[start]

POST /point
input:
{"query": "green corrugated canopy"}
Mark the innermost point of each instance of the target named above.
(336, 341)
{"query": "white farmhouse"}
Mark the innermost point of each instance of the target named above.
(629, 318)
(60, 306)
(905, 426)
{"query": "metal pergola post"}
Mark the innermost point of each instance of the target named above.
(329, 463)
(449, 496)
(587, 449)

[end]
[start]

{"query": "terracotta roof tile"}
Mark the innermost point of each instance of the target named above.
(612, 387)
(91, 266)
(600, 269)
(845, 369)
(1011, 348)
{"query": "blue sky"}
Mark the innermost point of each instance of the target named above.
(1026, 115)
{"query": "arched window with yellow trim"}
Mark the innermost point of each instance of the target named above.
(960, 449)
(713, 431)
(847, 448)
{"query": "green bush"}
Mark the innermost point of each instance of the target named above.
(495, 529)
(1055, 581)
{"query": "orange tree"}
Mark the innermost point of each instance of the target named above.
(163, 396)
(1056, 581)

[end]

* _Problem requirements_:
Pick out every line above that contains the word "green", and copy each one. Case counts.

* _Answer for the task_:
{"query": "green corrugated canopy"}
{"query": "green bush"}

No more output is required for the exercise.